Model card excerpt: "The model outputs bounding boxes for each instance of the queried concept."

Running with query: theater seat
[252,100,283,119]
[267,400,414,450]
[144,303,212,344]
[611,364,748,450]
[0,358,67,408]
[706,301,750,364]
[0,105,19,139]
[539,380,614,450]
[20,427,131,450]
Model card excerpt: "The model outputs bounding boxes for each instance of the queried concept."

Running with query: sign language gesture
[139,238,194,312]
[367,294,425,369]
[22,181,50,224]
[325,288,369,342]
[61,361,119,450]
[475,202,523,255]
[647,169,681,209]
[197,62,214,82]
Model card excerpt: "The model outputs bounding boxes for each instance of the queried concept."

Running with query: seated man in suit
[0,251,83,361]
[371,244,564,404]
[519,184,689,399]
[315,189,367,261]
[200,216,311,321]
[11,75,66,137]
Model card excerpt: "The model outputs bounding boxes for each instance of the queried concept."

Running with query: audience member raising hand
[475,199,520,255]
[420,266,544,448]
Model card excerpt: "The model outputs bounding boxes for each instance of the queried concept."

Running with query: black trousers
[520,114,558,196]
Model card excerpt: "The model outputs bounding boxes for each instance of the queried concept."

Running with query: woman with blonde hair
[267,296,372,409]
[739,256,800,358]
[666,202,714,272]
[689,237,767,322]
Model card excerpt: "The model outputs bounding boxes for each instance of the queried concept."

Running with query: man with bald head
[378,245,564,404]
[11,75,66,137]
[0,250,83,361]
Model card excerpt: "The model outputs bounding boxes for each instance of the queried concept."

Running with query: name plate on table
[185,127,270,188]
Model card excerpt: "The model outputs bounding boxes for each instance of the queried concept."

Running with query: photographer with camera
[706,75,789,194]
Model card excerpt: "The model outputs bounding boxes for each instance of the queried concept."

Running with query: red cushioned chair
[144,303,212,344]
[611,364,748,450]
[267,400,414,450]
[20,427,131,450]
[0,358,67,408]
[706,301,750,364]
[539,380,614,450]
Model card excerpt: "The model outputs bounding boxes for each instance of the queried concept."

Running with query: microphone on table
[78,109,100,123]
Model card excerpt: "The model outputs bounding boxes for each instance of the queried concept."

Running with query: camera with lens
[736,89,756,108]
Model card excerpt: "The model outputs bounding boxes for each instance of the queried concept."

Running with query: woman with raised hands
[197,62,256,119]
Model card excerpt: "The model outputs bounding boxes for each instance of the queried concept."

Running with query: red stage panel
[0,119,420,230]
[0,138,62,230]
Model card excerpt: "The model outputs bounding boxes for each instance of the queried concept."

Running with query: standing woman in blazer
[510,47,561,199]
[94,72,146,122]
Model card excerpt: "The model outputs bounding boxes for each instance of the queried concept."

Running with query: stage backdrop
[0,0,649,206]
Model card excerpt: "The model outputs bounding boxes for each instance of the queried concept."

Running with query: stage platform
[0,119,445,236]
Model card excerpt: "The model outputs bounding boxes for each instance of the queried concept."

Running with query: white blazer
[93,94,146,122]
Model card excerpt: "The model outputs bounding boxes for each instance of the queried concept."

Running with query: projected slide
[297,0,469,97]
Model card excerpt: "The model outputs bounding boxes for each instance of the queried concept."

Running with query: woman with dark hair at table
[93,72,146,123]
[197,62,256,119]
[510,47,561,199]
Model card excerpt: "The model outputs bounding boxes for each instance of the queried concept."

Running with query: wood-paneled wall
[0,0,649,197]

▶ DESCRIPTION OF THE TASK: Filter the lines above, keeping every one that contains the word "blazer". Case counts.

▶ THE RESULT:
Running with query: standing woman in blazer
Running with query: white blazer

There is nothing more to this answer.